Look at Fintech’s capacity to end financial exclusion for the 1.7 billion people in developing countries who have no access to banking.

Much has been said about the impact of mobile banking in Africa, a continent that needs to create 20 million jobs a year in the decades to come, just to keep up with population growth.

That is why, together with the World Bank, we developed the Bali Fintech Agenda, a framework to help our member countries take advantage of innovation, but also better cope with the new risks.

One aspect of particular relevance has been the nascent development of central bank digital currencies, and the possible emergence of privately-backed “stablecoins” for digital payments. This was highlighted by the recent attention given to Facebook’s Libra. These new instruments aim to do for payments what the internet has done for information: make transactions secure, instantaneous, and nearly free.

Yesterday we published a new paper that highlights the benefits, risks, and regulatory issues that are likely to emerge in the years ahead with digital currencies.

The benefits are clear — ease of use, lower costs, and global reach. But what about the risks?

We have identified several: the potential emergence of new monopolies, with implications for how personal data is monetized; the impact on weaker currencies and the expansion of dollarization; the opportunities for illicit activities; threats to financial stability; and the challenges of corporates issuing and thus earning large sums of money — previously the realm of central banks.

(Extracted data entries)
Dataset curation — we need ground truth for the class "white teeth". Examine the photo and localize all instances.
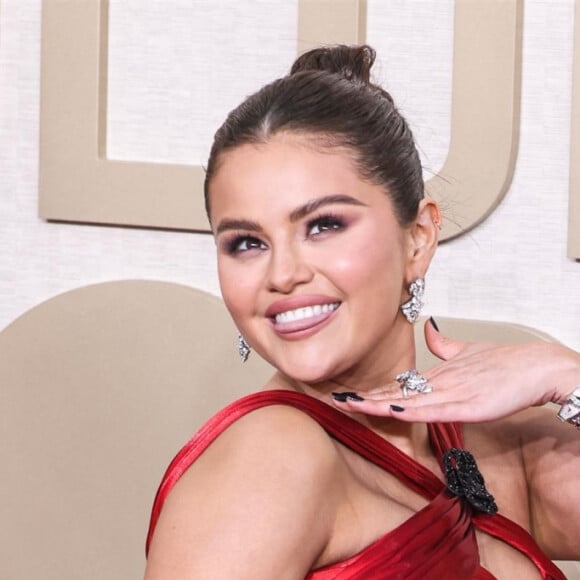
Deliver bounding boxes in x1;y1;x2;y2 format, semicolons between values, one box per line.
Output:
275;302;340;324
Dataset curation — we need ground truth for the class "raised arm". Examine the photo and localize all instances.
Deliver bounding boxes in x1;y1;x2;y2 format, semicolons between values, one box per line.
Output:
145;407;339;580
336;323;580;560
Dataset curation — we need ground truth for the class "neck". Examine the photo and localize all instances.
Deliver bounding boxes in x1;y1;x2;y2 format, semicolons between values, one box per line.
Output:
266;356;431;460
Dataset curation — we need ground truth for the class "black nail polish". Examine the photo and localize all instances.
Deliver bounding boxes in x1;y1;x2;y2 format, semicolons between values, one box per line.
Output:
345;391;364;401
331;391;364;403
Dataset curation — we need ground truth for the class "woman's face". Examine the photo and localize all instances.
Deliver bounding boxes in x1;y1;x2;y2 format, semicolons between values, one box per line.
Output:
210;133;426;384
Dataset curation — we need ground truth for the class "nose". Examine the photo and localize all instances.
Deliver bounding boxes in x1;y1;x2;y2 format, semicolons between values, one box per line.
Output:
268;245;313;294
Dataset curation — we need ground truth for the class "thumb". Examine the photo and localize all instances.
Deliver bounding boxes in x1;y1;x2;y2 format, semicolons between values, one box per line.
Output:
424;318;468;360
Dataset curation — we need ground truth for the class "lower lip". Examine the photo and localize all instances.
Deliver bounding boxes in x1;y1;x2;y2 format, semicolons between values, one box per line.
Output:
272;306;340;340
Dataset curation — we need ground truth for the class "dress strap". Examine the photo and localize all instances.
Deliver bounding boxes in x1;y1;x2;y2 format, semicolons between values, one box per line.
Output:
146;390;445;551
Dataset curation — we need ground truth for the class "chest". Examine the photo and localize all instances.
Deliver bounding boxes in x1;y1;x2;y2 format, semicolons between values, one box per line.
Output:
320;435;539;579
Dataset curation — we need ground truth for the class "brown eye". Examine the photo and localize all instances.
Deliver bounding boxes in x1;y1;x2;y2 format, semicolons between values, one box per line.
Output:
228;236;265;254
308;215;344;236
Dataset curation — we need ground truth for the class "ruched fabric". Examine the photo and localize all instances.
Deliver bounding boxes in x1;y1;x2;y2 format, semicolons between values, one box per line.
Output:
146;390;566;580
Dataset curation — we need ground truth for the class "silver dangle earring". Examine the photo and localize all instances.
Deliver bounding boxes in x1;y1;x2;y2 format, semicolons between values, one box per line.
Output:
401;278;425;324
238;334;252;362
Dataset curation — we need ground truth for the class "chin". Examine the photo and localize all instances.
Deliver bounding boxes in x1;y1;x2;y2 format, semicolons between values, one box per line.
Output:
274;362;336;384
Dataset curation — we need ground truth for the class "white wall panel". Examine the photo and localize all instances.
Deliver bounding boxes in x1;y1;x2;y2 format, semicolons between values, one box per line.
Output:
0;0;580;349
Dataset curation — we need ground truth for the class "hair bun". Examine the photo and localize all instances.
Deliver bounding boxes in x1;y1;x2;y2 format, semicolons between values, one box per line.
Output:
290;44;376;84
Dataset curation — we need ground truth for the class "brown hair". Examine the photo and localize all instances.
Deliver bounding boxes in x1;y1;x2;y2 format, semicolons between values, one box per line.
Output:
204;45;424;225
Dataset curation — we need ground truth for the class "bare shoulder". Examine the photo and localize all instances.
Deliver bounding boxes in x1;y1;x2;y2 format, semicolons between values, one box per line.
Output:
146;405;340;580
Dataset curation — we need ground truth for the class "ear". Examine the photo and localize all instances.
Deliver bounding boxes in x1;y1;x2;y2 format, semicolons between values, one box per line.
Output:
406;197;441;283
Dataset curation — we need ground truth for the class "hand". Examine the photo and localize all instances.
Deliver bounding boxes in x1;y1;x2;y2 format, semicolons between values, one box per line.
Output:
335;321;580;423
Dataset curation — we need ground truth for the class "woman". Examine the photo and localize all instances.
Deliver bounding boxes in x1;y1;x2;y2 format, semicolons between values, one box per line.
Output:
146;46;580;580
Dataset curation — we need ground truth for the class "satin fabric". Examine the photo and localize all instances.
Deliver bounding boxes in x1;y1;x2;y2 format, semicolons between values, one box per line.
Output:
146;391;566;580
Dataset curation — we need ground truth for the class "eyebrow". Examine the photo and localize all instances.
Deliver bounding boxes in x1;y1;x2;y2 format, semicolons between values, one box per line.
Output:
290;194;366;222
216;194;366;235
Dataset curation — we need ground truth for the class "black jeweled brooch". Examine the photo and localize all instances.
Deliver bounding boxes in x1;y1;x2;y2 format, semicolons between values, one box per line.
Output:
443;447;497;515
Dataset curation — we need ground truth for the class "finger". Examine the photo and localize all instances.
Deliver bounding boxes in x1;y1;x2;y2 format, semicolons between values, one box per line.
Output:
337;400;498;423
424;319;469;360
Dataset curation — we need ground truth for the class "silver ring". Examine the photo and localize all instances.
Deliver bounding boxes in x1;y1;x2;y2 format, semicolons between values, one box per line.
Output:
395;369;433;399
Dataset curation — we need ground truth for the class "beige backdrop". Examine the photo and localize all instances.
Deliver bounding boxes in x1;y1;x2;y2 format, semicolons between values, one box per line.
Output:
0;0;580;577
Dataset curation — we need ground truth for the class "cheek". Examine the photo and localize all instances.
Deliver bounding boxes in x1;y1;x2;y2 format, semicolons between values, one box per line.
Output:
325;230;404;296
218;257;256;323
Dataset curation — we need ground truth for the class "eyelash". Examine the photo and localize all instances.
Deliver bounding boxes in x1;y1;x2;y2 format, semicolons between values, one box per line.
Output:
306;213;346;236
226;234;263;255
226;213;346;255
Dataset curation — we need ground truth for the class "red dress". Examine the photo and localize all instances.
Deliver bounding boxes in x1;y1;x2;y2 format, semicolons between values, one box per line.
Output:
146;391;566;580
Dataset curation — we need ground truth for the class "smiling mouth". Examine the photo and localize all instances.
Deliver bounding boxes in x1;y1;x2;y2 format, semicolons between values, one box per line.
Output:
274;302;340;324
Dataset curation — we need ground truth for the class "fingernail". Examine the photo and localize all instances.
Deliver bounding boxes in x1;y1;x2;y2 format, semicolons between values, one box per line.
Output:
331;391;364;403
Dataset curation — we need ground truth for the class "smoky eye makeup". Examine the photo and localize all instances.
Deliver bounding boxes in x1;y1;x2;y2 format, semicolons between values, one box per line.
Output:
220;233;264;255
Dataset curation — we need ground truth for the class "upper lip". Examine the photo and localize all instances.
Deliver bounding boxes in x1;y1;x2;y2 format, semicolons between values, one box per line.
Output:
265;294;340;318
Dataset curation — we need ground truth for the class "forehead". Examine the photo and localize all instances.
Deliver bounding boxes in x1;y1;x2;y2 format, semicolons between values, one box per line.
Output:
209;133;390;223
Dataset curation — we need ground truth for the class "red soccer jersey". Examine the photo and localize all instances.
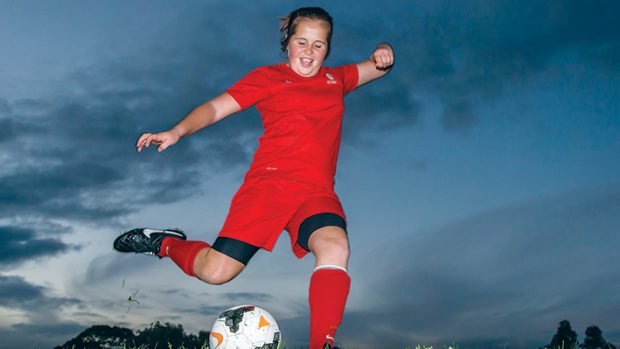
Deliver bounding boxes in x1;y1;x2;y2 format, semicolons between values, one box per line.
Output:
226;63;358;188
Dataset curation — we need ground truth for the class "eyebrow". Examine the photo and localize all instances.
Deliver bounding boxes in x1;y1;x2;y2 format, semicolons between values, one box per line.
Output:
293;36;327;45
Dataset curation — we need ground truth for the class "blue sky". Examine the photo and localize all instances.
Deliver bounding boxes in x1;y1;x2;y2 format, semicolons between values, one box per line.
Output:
0;1;620;348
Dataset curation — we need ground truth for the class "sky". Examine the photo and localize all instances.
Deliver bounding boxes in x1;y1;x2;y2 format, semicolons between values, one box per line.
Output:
0;0;620;349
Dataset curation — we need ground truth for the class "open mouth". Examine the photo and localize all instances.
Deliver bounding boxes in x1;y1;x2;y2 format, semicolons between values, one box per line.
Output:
299;58;314;68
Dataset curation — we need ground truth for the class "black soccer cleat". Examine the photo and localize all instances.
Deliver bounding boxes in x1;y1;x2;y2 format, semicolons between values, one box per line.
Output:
323;342;340;349
114;228;187;256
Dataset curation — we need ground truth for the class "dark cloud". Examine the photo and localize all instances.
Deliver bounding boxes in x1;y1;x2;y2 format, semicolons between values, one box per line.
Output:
333;1;620;131
0;226;75;269
0;275;45;307
340;186;620;348
223;292;273;304
0;275;91;349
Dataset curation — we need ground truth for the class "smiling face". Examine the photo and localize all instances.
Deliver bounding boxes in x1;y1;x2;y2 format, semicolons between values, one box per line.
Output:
287;18;330;77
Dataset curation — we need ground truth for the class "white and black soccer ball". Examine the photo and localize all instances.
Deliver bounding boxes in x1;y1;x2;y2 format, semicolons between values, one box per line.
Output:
209;305;281;349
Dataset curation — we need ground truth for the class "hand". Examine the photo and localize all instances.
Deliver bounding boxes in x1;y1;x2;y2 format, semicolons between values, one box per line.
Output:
370;43;394;71
136;130;179;153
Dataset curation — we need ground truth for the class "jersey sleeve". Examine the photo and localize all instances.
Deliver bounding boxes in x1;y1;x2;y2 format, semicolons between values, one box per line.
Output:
333;64;359;95
226;67;269;110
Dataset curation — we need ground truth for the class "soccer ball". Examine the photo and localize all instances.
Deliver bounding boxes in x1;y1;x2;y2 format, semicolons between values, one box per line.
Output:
209;305;281;349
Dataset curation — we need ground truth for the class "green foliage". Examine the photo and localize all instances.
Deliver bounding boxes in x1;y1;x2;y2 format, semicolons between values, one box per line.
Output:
54;321;209;349
580;325;616;349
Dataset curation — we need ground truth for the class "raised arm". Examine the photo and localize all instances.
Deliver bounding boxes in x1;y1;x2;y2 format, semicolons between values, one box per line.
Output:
136;93;241;152
357;43;394;86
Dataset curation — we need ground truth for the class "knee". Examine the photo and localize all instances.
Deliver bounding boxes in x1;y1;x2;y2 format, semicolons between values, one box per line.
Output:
311;232;350;259
196;265;237;285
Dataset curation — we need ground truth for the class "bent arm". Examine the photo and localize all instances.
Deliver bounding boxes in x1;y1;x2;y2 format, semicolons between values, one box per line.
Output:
357;43;394;86
136;93;241;152
170;93;241;138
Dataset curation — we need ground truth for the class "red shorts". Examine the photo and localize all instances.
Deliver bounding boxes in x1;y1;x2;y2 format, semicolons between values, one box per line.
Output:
218;178;346;258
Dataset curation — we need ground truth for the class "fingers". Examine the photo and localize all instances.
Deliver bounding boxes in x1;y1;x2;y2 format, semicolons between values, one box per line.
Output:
371;44;394;70
136;133;167;151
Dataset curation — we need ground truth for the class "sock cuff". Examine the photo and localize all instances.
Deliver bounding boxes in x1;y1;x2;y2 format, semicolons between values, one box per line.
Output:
313;264;348;274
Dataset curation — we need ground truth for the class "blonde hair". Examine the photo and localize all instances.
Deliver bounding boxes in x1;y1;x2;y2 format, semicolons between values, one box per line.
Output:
280;7;334;57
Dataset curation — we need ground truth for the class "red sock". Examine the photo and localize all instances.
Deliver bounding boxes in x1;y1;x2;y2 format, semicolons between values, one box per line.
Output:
158;238;211;276
309;269;351;349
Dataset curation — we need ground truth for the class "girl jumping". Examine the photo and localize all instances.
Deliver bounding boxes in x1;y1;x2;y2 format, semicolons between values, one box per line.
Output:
114;7;394;349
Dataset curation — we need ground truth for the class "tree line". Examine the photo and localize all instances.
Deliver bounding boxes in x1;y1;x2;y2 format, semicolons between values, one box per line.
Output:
54;321;209;349
538;320;616;349
54;320;617;349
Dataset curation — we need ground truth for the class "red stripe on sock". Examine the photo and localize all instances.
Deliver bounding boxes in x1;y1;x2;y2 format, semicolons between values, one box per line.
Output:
159;238;211;276
309;269;351;349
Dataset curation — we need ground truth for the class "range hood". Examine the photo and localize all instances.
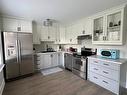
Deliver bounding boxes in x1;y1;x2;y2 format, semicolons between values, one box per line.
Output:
77;34;92;40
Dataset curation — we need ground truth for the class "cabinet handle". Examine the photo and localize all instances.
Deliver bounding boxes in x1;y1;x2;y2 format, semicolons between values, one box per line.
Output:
105;36;106;41
103;80;108;84
94;68;98;70
51;54;53;57
94;77;98;79
103;71;108;74
17;27;21;31
37;63;40;65
94;61;98;63
103;63;109;66
82;30;85;34
103;36;105;41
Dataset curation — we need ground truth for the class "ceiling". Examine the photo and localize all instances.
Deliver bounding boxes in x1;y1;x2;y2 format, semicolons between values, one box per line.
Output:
0;0;127;23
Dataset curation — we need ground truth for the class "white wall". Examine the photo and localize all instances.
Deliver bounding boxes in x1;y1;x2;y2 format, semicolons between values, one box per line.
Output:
65;14;127;58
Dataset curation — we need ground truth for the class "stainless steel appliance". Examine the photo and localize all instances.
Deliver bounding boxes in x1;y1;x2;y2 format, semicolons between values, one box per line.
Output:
100;49;120;59
72;48;96;80
2;32;34;79
64;53;73;70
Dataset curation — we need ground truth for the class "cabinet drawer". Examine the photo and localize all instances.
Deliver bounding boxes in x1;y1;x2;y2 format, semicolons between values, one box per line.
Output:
89;64;101;74
89;71;101;86
89;59;120;70
89;64;119;81
89;72;119;94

▶ Things to do:
**1)** Copy the rows word for word, from the start of the rows through the line containing "266;356;431;460", inclusive. Leave out the pictures.
**2)** Continue the passage on fintech and digital currencies from where it stops.

▶ The results:
**1)**
Dataset curation — we need ground truth for the class "white teeth". Examine the photo and localize all instances.
Deliver bounding boxes in x1;y1;x2;y2 format, semicolons between values, one box per line.
Output:
275;302;340;324
Dataset curation — we need ground truth for the class "raised arm". Examine the photo and localize all instances.
Deliver bounding boxes in x1;y1;x2;y2 format, semicolons between values, one box per line.
Output:
145;407;339;580
336;323;580;560
Dataset curation — we need ground truth for the class "neck". Examine the photo and localize all instances.
Deliver bounding boxes in x1;y1;x2;y2 format, semicolons between values, one box per line.
Output:
266;356;431;460

**2)**
So, regulators — and the IMF—will need to step up. We need to create an environment where the benefits of this technology can be reaped while the risks are minimized.

This is what I mean when I talk about an IMF that is always adapting. When a challenge affects our members’ economic well-being, we must be ready to be there.

Tackling Threats to Global Prosperity

While we adapt to technological transformations, we cannot lose sight of the other pressing concerns.

Our world is experiencing a broader set of changes that are contributing to a breakdown of trust and social cohesion, especially in the advanced economies. Trade and globalization — along with technology — have reshaped the economic map, and the fallout is front and center here in Europe, as well as in the United States:  rising anger, political polarization, and populism. We are at risk of what one could call a reverse Bretton Woods moment.

Part of the problem is the rise of excessive inequality. This is both a national and a global challenge. Although poverty rates have declined worldwide since 1980, the top-tenth of the top one percent worldwide has garnered roughly the same economic benefits that have accrued to the bottom 50 percent.

Moreover, for many developing countries, convergence with high-income countries has stalled. Just four years ago, we estimated it would take about half a century for low-income countries to reach advanced economy living standards. If global integration falters, it may take much longer.

Some see an inherent flaw in capitalism. I do not agree. Capitalism rewards risk-taking. It has been the engine behind so much of the success we have experienced. But it is an imperfect system in need of a course correction.

We must prove that the benefits of globalization outweigh the costs and that integration can help to address our shared challenges. But right now, in many areas, we are losing that argument. So, we need a roadmap. Where can we start?

  • First, we can use fiscal policy to help address inequalities. This has been a part of the economic toolkit for many years, but the Fund recently developed a framework for social spending to help our member countries in the years to come.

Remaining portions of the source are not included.